Exercise details = Reproduce every line of the listing below word for word, changing nothing.

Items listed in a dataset
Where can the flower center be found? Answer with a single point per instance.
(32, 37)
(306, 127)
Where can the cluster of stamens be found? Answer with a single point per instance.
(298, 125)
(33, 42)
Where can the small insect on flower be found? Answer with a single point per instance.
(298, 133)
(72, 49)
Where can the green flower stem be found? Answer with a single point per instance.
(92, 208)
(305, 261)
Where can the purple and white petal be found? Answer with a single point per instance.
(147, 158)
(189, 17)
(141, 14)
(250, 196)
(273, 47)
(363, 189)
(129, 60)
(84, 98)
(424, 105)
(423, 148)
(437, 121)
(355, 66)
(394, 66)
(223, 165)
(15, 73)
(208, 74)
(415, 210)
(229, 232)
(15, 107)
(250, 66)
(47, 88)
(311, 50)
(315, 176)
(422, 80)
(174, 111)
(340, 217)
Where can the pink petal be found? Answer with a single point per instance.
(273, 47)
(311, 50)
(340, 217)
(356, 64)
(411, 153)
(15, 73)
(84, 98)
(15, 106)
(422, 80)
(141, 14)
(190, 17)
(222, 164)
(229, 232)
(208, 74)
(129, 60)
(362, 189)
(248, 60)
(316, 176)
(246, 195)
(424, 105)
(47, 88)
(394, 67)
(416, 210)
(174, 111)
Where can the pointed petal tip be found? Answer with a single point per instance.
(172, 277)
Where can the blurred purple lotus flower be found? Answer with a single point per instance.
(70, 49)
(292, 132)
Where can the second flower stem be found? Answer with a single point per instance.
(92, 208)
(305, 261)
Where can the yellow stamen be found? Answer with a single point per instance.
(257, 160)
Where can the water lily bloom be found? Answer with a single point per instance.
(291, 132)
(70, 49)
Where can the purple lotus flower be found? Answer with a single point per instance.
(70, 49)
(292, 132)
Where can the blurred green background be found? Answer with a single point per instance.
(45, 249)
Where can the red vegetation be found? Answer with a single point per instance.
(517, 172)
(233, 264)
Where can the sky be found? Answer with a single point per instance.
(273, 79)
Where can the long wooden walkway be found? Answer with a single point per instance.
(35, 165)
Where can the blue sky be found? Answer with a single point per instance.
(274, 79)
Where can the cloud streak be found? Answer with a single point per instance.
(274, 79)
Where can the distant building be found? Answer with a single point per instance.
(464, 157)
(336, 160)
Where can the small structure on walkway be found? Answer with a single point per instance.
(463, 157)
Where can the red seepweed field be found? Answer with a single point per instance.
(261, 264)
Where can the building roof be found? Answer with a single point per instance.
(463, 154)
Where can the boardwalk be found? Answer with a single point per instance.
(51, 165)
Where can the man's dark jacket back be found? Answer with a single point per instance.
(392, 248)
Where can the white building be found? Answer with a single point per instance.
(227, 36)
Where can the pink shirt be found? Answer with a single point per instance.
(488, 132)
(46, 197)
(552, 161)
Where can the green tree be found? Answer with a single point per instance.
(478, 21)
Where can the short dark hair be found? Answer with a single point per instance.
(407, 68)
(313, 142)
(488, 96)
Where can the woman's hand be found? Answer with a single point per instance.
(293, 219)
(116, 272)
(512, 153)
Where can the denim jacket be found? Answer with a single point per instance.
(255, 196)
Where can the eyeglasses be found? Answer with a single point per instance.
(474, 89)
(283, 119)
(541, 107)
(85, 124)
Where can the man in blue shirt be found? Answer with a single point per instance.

Answer to this problem =
Where can the flower center be found? Answer with a single point per instance.
(32, 37)
(306, 127)
Where can the cluster of stamens be found? Answer with a single point per instance.
(298, 125)
(33, 42)
Where can the small insect on flower be found? Answer with a single point per instance.
(298, 133)
(72, 49)
Where can the green flower stem be found? Answer with a single point per instance.
(92, 208)
(305, 261)
Where can the purple and white petal be found? Answer with a single point per instance.
(147, 158)
(189, 17)
(141, 14)
(250, 196)
(273, 47)
(363, 189)
(129, 60)
(84, 98)
(424, 105)
(423, 148)
(437, 121)
(355, 66)
(394, 66)
(223, 165)
(15, 73)
(208, 74)
(415, 210)
(229, 232)
(15, 107)
(250, 66)
(47, 88)
(311, 50)
(315, 176)
(422, 80)
(174, 111)
(340, 217)
Where can the pink petal be found? Answer with a single point per instance.
(273, 47)
(311, 50)
(340, 217)
(356, 64)
(411, 153)
(15, 73)
(84, 98)
(15, 106)
(422, 80)
(141, 14)
(190, 17)
(222, 164)
(229, 232)
(208, 74)
(129, 60)
(362, 189)
(248, 60)
(316, 176)
(246, 195)
(424, 105)
(47, 88)
(394, 67)
(416, 210)
(174, 111)
Where can the pointed petal tip be found? Answer with a single point per instance.
(172, 277)
Where can the blurred purple lotus flower be found? Answer with a single point per instance.
(70, 49)
(292, 132)
Where can the second flower stem be found? Answer with a single point per instance.
(92, 208)
(305, 261)
Where can the yellow stamen be found? Answer with a single point per instance.
(257, 160)
Where can the water lily bloom be found? Answer with a single point per instance.
(291, 132)
(70, 49)
Where can the purple lotus flower be found? Answer with a single point per instance.
(70, 49)
(292, 132)
Where can the blurred green background be found? Answer with a single point per instance.
(45, 249)
Where can the red vegetation be found? Answer with a single point per instance.
(517, 172)
(233, 264)
Where can the sky be found? Answer with a single point per instance.
(273, 79)
Where can the long wooden walkway be found? Answer with a single point per instance.
(35, 165)
Where can the blue sky be found? Answer with a single point per instance.
(274, 79)
Where can the cloud streak be found? Answer with a single point per instance.
(274, 79)
Where can the distant building be found? Answer with a single point per instance.
(464, 157)
(336, 160)
Where can the small structure on walkway be found? Answer with a single point per instance.
(463, 157)
Where can the red seepweed field be found? Answer with a single point per instance.
(261, 264)
Where can the building roof be found? Answer with a single point per instance.
(463, 154)
Where can the boardwalk be found? Answer with a single point per instance.
(51, 165)
Where can the man's dark jacket back be found? Answer with a single point per instance.
(392, 248)
Where can the white building be found? Answer with a single point per instance.
(227, 36)
Where can the pink shirt be found? Answer with a single point per instance.
(488, 132)
(46, 197)
(552, 161)
Where can the green tree be found? Answer with a single point per instance.
(478, 21)
Where can the short dark hair be found? Answer with a single point per instance.
(407, 68)
(313, 142)
(488, 96)
Where can the woman's hand be found? Answer with a single point per instance.
(293, 219)
(116, 272)
(512, 153)
Where can the denim jacket be found? Answer with a single point per instance.
(255, 196)
Where can the eyeglasses be found? Answer with a single point per instance.
(474, 89)
(283, 119)
(541, 107)
(85, 124)
Where can the man in blue shirt be found? Answer with a single point per instance.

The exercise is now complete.